> **WORK ORDER**
Please copy the full forum excerpt on database design and performance, word for word.

Further procs are easier to performance tune than most application code and even better, when one needs to change, that is all you have to put on production, not recomplie the whole application.
Data integrity must be maintained at the database level. That means constraints, defaults values, foreign keys, possibly triggers (if you have very complex rules or ones involving multiple tables). If you do not do this at the database level, you will eventually have integrity issues. Peolpe will write a quick fix for a problem and run the code in the query window and the required rules are missed creating a larger problem. A millino new records will have to be imported through an ETL program that doesn't access the application because going through the application code would take too long running one record at a time.
If you think you are building an application where scalibility will be an issue, you need to hire a database professional and follow his or her suggestions for design based on performance. Databases can scale to terrabytes of data but only if they are originally designed by someone is a specialist in this kind of thing. When you wait until the while application is runnning slower than dirt and you havea new large client coming on board, it is too late. Database design must consider performance from the beginning as it is very hard to redesign when you already have millions of records.
A good way to reduce scalability of your data tier is to interact with it on a procedural basis. (Fetch row..process... update a row, repeat)
This can be done within a stored procedure by use of cursors or within an application (fetch a row, process, update a row) .. The result (poor performance) is the same.
When people say they want to do processing in their application it sometimes implies a procedural interaction.
Sometimes its necessary to treat data procedurally however from my experience developers with limited database experience will tend to design systems in a way that do not leverage the strenght of the platform because they are not comfortable thinking in terms of set based solutions. This can lead to severe performance issues.

> **RECORDS SUPPLIED**
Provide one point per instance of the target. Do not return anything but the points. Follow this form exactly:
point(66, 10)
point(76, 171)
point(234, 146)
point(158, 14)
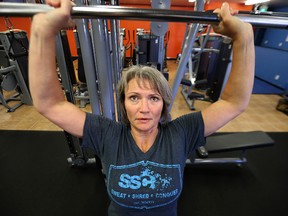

> **PROBLEM SOLUTION**
Further procs are easier to performance tune than most application code and even better, when one needs to change, that is all you have to put on production, not recomplie the whole application.
Data integrity must be maintained at the database level. That means constraints, defaults values, foreign keys, possibly triggers (if you have very complex rules or ones involving multiple tables). If you do not do this at the database level, you will eventually have integrity issues. Peolpe will write a quick fix for a problem and run the code in the query window and the required rules are missed creating a larger problem. A millino new records will have to be imported through an ETL program that doesn't access the application because going through the application code would take too long running one record at a time.
If you think you are building an application where scalibility will be an issue, you need to hire a database professional and follow his or her suggestions for design based on performance. Databases can scale to terrabytes of data but only if they are originally designed by someone is a specialist in this kind of thing. When you wait until the while application is runnning slower than dirt and you havea new large client coming on board, it is too late. Database design must consider performance from the beginning as it is very hard to redesign when you already have millions of records.
A good way to reduce scalability of your data tier is to interact with it on a procedural basis. (Fetch row..process... update a row, repeat)
This can be done within a stored procedure by use of cursors or within an application (fetch a row, process, update a row) .. The result (poor performance) is the same.
When people say they want to do processing in their application it sometimes implies a procedural interaction.
Sometimes its necessary to treat data procedurally however from my experience developers with limited database experience will tend to design systems in a way that do not leverage the strenght of the platform because they are not comfortable thinking in terms of set based solutions. This can lead to severe performance issues.